**** DATA PROVIDED

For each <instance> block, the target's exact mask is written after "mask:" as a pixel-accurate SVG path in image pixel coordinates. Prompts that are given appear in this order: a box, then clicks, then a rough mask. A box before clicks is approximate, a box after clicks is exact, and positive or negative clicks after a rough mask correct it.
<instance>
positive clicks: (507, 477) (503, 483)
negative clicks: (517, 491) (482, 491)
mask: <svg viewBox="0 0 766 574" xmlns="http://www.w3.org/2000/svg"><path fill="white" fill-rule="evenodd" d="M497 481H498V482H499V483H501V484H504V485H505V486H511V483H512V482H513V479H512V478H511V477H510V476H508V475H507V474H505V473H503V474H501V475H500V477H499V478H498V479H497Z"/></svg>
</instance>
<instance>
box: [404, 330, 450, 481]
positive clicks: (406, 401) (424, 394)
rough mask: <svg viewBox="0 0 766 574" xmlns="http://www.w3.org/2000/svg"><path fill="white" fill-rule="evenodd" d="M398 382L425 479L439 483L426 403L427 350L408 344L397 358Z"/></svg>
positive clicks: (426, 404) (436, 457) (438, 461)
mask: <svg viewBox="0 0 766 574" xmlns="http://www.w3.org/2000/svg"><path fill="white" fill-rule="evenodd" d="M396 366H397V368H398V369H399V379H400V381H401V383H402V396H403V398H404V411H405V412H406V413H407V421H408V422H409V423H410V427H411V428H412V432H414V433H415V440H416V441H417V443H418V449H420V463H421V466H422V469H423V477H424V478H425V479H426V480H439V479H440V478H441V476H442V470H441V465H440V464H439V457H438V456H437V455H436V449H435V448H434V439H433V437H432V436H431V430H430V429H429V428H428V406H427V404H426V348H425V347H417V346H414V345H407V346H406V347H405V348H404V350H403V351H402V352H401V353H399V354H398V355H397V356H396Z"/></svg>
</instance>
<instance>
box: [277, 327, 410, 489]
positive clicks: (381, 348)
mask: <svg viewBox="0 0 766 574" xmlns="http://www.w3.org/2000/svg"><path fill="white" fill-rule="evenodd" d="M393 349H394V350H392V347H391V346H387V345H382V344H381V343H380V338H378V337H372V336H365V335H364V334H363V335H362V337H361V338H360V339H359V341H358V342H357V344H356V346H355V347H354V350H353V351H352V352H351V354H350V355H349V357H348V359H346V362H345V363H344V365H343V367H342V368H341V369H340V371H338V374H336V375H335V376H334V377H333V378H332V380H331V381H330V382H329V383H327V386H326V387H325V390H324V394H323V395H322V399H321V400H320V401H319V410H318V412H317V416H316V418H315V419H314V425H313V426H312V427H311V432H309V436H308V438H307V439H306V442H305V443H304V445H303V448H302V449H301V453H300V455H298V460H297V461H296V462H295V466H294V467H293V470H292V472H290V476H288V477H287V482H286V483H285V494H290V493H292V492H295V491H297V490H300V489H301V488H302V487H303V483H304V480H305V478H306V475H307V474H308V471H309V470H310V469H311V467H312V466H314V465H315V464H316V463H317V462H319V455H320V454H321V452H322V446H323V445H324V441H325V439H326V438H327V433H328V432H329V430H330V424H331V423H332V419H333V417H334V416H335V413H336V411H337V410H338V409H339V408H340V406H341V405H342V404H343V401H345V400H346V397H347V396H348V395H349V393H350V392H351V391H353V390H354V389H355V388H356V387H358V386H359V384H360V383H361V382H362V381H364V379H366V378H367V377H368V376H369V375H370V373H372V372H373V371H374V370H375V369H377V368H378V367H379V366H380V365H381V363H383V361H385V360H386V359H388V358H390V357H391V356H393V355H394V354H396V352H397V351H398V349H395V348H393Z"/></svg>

********

ASSIGNED TASK
Using the data above, repeat exactly the lines that begin at the line with "box: [404, 330, 450, 481]" and end at the line with "box: [277, 327, 410, 489]", both ends included.

EXERCISE SOLUTION
box: [404, 330, 450, 481]
positive clicks: (406, 401) (424, 394)
rough mask: <svg viewBox="0 0 766 574" xmlns="http://www.w3.org/2000/svg"><path fill="white" fill-rule="evenodd" d="M398 382L425 479L439 483L426 403L427 350L408 344L397 358Z"/></svg>
positive clicks: (426, 404) (436, 457) (438, 461)
mask: <svg viewBox="0 0 766 574" xmlns="http://www.w3.org/2000/svg"><path fill="white" fill-rule="evenodd" d="M396 366H397V368H398V369H399V379H400V381H401V383H402V396H403V398H404V411H405V412H406V413H407V421H408V422H409V423H410V427H411V428H412V432H414V433H415V440H416V441H417V443H418V449H420V463H421V466H422V469H423V477H424V478H425V479H426V480H439V479H440V478H441V476H442V470H441V465H440V464H439V457H438V456H437V455H436V449H435V448H434V439H433V437H432V436H431V430H430V429H429V428H428V406H427V404H426V348H425V347H417V346H414V345H407V346H406V347H405V348H404V350H403V351H402V352H401V353H399V354H398V355H397V356H396Z"/></svg>
</instance>
<instance>
box: [277, 327, 410, 489]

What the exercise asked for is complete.